Description of the task: Once the pictures are set aside, copy everything else in the records exactly.

Supplied material:
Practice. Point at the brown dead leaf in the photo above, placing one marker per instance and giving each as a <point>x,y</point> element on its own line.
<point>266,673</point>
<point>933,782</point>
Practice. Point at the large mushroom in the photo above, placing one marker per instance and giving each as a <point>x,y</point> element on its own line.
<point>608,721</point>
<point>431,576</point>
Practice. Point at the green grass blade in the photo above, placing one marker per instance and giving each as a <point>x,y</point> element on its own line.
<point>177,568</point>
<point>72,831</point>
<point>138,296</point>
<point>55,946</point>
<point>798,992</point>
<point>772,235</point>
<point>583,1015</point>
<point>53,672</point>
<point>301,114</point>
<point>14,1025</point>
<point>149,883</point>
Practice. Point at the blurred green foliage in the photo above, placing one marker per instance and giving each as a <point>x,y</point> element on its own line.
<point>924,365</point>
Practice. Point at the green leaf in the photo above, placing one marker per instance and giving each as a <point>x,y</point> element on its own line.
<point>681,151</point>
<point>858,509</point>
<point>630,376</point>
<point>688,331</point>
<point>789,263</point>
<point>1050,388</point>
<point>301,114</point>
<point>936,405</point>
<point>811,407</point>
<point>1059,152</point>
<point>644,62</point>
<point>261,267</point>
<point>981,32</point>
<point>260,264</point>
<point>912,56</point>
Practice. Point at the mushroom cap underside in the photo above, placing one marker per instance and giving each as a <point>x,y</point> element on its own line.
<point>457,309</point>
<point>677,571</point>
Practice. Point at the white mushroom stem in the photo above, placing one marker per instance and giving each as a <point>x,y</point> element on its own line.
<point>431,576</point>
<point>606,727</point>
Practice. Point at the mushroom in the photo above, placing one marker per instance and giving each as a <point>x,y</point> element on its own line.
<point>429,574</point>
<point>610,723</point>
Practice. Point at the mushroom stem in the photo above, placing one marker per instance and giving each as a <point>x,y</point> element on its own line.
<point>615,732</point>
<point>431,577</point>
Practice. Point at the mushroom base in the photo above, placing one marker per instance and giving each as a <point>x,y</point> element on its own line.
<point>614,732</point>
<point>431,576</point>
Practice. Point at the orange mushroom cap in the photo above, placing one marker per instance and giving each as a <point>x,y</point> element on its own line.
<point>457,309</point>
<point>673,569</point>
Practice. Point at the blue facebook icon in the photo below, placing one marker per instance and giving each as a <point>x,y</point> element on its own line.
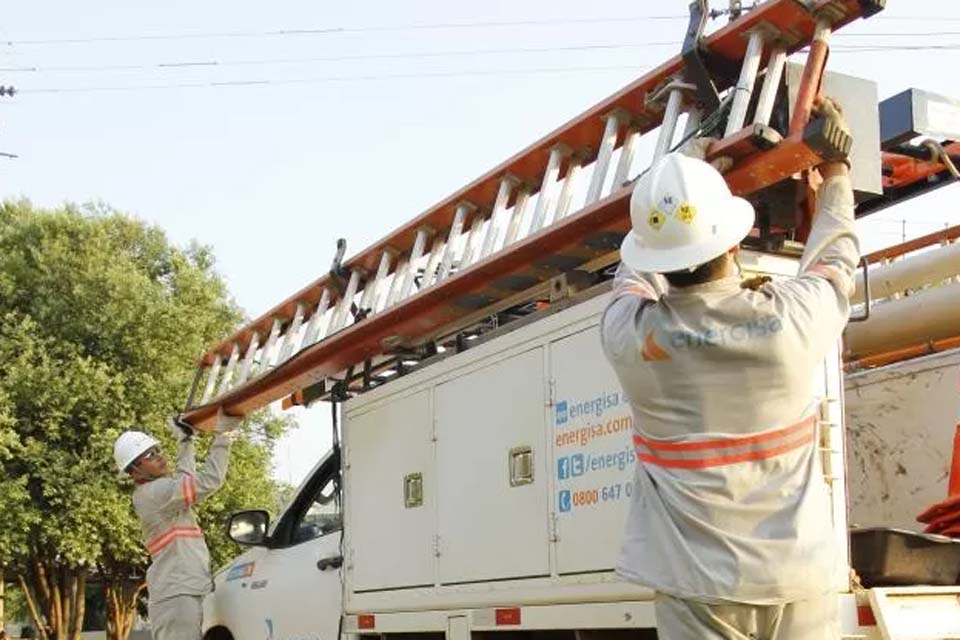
<point>576,465</point>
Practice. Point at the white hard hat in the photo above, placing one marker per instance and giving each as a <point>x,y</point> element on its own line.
<point>683,215</point>
<point>130,446</point>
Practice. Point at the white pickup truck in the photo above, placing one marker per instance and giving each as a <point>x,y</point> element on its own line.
<point>484,492</point>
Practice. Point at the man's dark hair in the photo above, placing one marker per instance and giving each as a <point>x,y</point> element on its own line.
<point>706,272</point>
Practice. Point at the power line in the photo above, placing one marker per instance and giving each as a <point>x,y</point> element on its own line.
<point>898,34</point>
<point>340,30</point>
<point>259,82</point>
<point>189,64</point>
<point>193,64</point>
<point>323,79</point>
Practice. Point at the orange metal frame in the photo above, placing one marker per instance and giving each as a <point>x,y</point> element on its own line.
<point>442,303</point>
<point>937,237</point>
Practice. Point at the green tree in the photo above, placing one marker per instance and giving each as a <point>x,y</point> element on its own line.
<point>101,322</point>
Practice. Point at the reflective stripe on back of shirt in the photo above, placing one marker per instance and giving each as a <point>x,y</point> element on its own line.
<point>718,452</point>
<point>188,488</point>
<point>160,542</point>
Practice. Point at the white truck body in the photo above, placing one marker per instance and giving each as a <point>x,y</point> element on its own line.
<point>901,420</point>
<point>521,448</point>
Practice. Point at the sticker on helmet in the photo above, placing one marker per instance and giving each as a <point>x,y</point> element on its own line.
<point>656,219</point>
<point>668,204</point>
<point>687,212</point>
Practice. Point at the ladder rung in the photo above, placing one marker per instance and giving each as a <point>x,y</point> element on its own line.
<point>226,382</point>
<point>419,245</point>
<point>433,262</point>
<point>516,218</point>
<point>743,90</point>
<point>393,294</point>
<point>369,298</point>
<point>315,327</point>
<point>470,249</point>
<point>341,312</point>
<point>565,200</point>
<point>490,242</point>
<point>268,347</point>
<point>611,132</point>
<point>548,186</point>
<point>456,230</point>
<point>211,380</point>
<point>292,333</point>
<point>627,153</point>
<point>247,365</point>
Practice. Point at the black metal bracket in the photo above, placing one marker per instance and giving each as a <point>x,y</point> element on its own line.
<point>695,70</point>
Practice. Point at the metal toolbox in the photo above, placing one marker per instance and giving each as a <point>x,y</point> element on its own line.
<point>891,557</point>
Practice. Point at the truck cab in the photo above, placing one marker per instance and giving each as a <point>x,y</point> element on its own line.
<point>484,491</point>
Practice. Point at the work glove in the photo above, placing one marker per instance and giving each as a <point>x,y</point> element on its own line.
<point>226,423</point>
<point>697,148</point>
<point>180,428</point>
<point>837,129</point>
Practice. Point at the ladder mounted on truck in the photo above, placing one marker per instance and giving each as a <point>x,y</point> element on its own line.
<point>526,232</point>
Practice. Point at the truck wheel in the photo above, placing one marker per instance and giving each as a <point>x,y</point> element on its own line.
<point>218,633</point>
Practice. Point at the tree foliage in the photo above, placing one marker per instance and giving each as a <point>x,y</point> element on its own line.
<point>101,322</point>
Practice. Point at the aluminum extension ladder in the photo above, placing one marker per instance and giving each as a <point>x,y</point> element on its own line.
<point>558,206</point>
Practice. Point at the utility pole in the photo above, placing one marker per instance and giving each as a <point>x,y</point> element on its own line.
<point>7,92</point>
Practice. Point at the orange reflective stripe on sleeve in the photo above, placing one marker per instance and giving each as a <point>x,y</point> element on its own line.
<point>162,541</point>
<point>639,289</point>
<point>188,489</point>
<point>702,454</point>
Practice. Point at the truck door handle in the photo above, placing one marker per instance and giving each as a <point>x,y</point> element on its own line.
<point>330,562</point>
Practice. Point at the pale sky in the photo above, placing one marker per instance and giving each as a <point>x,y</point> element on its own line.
<point>346,120</point>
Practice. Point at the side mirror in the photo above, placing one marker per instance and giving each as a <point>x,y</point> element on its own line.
<point>249,527</point>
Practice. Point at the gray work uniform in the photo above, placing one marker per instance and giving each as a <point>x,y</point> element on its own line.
<point>179,574</point>
<point>731,505</point>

Finished task:
Practice. Point at the brown dead leaf in the photo above, placing one marker per instance and giving each as a <point>x,y</point> element on its own line.
<point>266,673</point>
<point>933,782</point>
Practice. Point at the large mushroom in the photo above, placing one marker per instance and giving each as a <point>x,y</point> element on its own line.
<point>608,721</point>
<point>431,576</point>
Practice. Point at the green grass blade in the photo above, placing one marker per instance and giving each as a <point>x,y</point> element on its own line.
<point>177,568</point>
<point>72,831</point>
<point>138,296</point>
<point>55,946</point>
<point>798,992</point>
<point>772,235</point>
<point>583,1015</point>
<point>53,672</point>
<point>301,114</point>
<point>14,1025</point>
<point>149,883</point>
Practice. Point at the blurred green foliage in the photo above, placing one marker per instance and giving each as a <point>x,y</point> element on its own line.
<point>924,365</point>
Practice. Point at the green leaf in the photo above, placing one marker per instance and giving each as a <point>x,y</point> element on its own line.
<point>681,151</point>
<point>858,509</point>
<point>630,376</point>
<point>688,331</point>
<point>789,263</point>
<point>1050,388</point>
<point>301,114</point>
<point>936,405</point>
<point>811,407</point>
<point>1059,152</point>
<point>644,62</point>
<point>261,267</point>
<point>981,32</point>
<point>260,264</point>
<point>912,56</point>
Practice. Point at the mushroom cap underside in the photo above, placing one marker per instance and giving each as a <point>x,y</point> element on its own line.
<point>457,309</point>
<point>677,571</point>
Practice. Point at the white mushroom stem in the photo above, placing one marker per instance and giving each as a <point>x,y</point> element on its own line.
<point>431,576</point>
<point>606,727</point>
Practice. Point at the mushroom in the photo above, placing one marker per instance and giving each as a <point>x,y</point> element on its own line.
<point>429,574</point>
<point>610,723</point>
Practice. Point at the mushroom stem in the photo above, placing one marker per instance and giving each as a <point>x,y</point> element on its own line.
<point>615,732</point>
<point>431,577</point>
Practice. Point at the mushroom base in the photo above, placing one marker per instance and giving each as a <point>x,y</point> element on its own line.
<point>614,732</point>
<point>431,576</point>
Practice. Point at the orange mushroom cap in the photo above, placing one marker per instance and giving each as a <point>x,y</point> element on its own line.
<point>457,309</point>
<point>673,569</point>
Practice. Point at the blue facebook icon in the photo below, placing one marker per instance and giving each as a <point>x,y</point> element on its own line.
<point>576,465</point>
Practice. Point at the white hard hat in the photo above, placing one marker per instance and giving each as a <point>x,y</point> element on its own line.
<point>683,215</point>
<point>130,446</point>
Practice. Point at the white pickup truck in the photo above, placing one marker per instance and giving each as a <point>x,y</point> element on its own line.
<point>484,492</point>
Practice. Point at the man's dark hair in the photo above, placing one marker per instance and giving each as a <point>x,y</point> element on its own line.
<point>706,272</point>
Practice. Point at the power line in the photo above, placing one marker per instance and giving each as a <point>x,y</point> element on its own line.
<point>898,34</point>
<point>340,30</point>
<point>259,82</point>
<point>189,64</point>
<point>193,64</point>
<point>323,79</point>
Practice. Point at the orange metal frame in the photo above, placing one marker per instance and giving each as a <point>x,y</point> element on its own line.
<point>442,303</point>
<point>937,237</point>
Practice. Point at the green tree in the photo above, placing one marker per instance and giving each as a <point>x,y</point> element on its own line.
<point>101,322</point>
Practice. Point at the reflective stripe on back of shirt in the photo above, placing one marker per instance and giving each as a <point>x,y</point> element on its own line.
<point>718,452</point>
<point>188,488</point>
<point>160,542</point>
Practice. Point at the white truck body in the photo above, placing one marker per instance and giving each as a <point>x,y</point> element on its own line.
<point>901,420</point>
<point>521,448</point>
Practice. Point at the sticker on helmet in the photo above, placing one marker per instance and giving each as a <point>x,y</point> element on its own line.
<point>656,219</point>
<point>668,204</point>
<point>687,212</point>
Practice. Point at the ladder rung in the photo above, placing one marker per instance and giving each as a <point>x,y</point> element on its own line.
<point>226,382</point>
<point>419,245</point>
<point>433,262</point>
<point>516,218</point>
<point>743,90</point>
<point>393,294</point>
<point>369,298</point>
<point>315,327</point>
<point>470,249</point>
<point>341,312</point>
<point>565,200</point>
<point>490,242</point>
<point>268,347</point>
<point>611,132</point>
<point>548,186</point>
<point>456,230</point>
<point>211,380</point>
<point>292,333</point>
<point>627,153</point>
<point>247,365</point>
Practice. Point at the black metal bracket in the photo above, placing one marker per instance and giving each as a <point>x,y</point> element on its own line.
<point>695,70</point>
Practice. Point at the metal toolbox in the photo above, placing one marker per instance and giving each as a <point>x,y</point> element on its own line.
<point>891,557</point>
Practice. Point at the truck cab in the photo above, placing one marker per instance and giving each as a <point>x,y</point> element on its own line.
<point>484,491</point>
Practice. Point at the work glove in the photo above, placing one marker per instance and giving each as a <point>x,y</point> element on its own line.
<point>226,423</point>
<point>697,148</point>
<point>180,428</point>
<point>837,129</point>
Practice. Point at the ladder mounted on truck in the photo above, placing one marker per instance and giving each as a <point>x,y</point> element on its own line.
<point>526,232</point>
Practice. Point at the truck wheel in the photo above, placing one marker per instance and giving each as a <point>x,y</point> element on its own line.
<point>218,633</point>
Practice. Point at the tree foliage in the photo above, placing one marker per instance and giving each as a <point>x,y</point> element on its own line.
<point>101,322</point>
Practice. Point at the aluminum extension ladder in the photo above, placing one marker per instance and giving each as a <point>x,y</point> element on its own line.
<point>558,206</point>
Practice. Point at the utility pole in the photo above, placing one marker per instance and giving each as a <point>x,y</point> element on its own line.
<point>7,92</point>
Practice. Point at the orange reflective stripe on sleeve in the photo above, placing one marker per instance and giving each as a <point>x,y</point> element on its own line.
<point>162,541</point>
<point>639,289</point>
<point>188,489</point>
<point>702,454</point>
Practice. Point at the truck door handle in the photo above, placing one marker per instance and giving each as a <point>x,y</point> element on its own line.
<point>330,562</point>
Practice. Point at the pale sky in the photo above, placing one marker per instance and giving each as a <point>x,y</point> element on its own line.
<point>346,120</point>
Practice. Point at the side mirror in the photo above, placing one marker per instance and giving each as a <point>x,y</point> element on its own line.
<point>249,527</point>
Practice. Point at the gray work uniform in the photo above, placing one marker per instance and giving each as a <point>x,y</point> element on its own line.
<point>179,574</point>
<point>731,505</point>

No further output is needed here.